Challenge =>
Copy out every line in the items below that contains the word "chair".

Provided data =>
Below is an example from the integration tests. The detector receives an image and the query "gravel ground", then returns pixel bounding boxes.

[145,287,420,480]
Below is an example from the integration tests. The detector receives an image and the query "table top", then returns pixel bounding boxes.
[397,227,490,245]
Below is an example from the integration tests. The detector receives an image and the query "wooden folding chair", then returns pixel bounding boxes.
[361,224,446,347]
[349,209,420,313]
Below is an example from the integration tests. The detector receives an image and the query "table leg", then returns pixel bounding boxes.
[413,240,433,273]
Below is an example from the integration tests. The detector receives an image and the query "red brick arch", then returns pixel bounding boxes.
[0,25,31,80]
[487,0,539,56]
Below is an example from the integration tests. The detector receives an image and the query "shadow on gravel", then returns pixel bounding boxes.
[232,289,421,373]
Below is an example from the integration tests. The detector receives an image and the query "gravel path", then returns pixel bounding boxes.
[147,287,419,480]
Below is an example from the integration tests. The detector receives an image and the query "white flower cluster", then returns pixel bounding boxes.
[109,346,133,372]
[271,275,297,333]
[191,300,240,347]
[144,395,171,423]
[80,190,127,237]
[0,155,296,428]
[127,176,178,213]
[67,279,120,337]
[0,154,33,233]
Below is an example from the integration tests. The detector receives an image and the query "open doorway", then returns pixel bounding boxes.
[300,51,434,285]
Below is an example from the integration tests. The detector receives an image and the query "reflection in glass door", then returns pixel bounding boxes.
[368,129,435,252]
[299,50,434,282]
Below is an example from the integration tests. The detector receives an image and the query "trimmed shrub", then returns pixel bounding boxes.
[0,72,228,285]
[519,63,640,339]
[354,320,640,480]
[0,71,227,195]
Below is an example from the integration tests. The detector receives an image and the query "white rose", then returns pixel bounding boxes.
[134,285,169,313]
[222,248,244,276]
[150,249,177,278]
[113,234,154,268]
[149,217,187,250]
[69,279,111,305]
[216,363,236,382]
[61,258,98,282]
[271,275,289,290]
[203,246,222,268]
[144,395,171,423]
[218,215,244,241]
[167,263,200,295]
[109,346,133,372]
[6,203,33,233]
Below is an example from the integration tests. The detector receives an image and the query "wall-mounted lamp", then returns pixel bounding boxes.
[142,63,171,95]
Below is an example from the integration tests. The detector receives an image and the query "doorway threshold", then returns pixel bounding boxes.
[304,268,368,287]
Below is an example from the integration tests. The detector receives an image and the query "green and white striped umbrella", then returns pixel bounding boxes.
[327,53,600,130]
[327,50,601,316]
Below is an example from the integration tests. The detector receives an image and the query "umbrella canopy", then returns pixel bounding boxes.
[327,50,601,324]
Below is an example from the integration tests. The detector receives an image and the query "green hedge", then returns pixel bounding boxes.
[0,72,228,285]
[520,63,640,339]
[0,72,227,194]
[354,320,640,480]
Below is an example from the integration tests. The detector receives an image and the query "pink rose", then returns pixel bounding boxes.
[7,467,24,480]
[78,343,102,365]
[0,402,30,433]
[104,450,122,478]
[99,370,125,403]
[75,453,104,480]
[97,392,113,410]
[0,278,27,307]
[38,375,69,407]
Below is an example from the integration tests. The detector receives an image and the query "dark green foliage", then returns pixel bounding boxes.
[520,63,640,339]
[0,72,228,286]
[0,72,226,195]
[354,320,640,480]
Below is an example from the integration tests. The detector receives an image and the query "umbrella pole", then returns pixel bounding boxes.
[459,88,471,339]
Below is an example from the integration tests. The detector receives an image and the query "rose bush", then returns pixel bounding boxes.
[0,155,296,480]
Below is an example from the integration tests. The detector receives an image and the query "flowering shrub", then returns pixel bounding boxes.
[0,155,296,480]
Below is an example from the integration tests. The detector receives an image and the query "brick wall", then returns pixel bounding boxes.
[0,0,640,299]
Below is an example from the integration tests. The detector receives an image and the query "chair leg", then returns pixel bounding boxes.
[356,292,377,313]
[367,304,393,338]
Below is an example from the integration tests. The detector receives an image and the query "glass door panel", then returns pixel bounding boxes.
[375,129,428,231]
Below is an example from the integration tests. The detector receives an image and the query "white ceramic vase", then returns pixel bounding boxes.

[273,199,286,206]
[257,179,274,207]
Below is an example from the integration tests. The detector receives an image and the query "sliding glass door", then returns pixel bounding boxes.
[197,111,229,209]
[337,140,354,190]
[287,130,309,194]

Written response =>
Below is an example from the integration tests. The detector receives an image and the query "wooden folding chair", then returns pixel bounding boxes.
Below is an example from the integration tests. The detector receives an image and the query "chair leg", then returns pixel bounding boxes.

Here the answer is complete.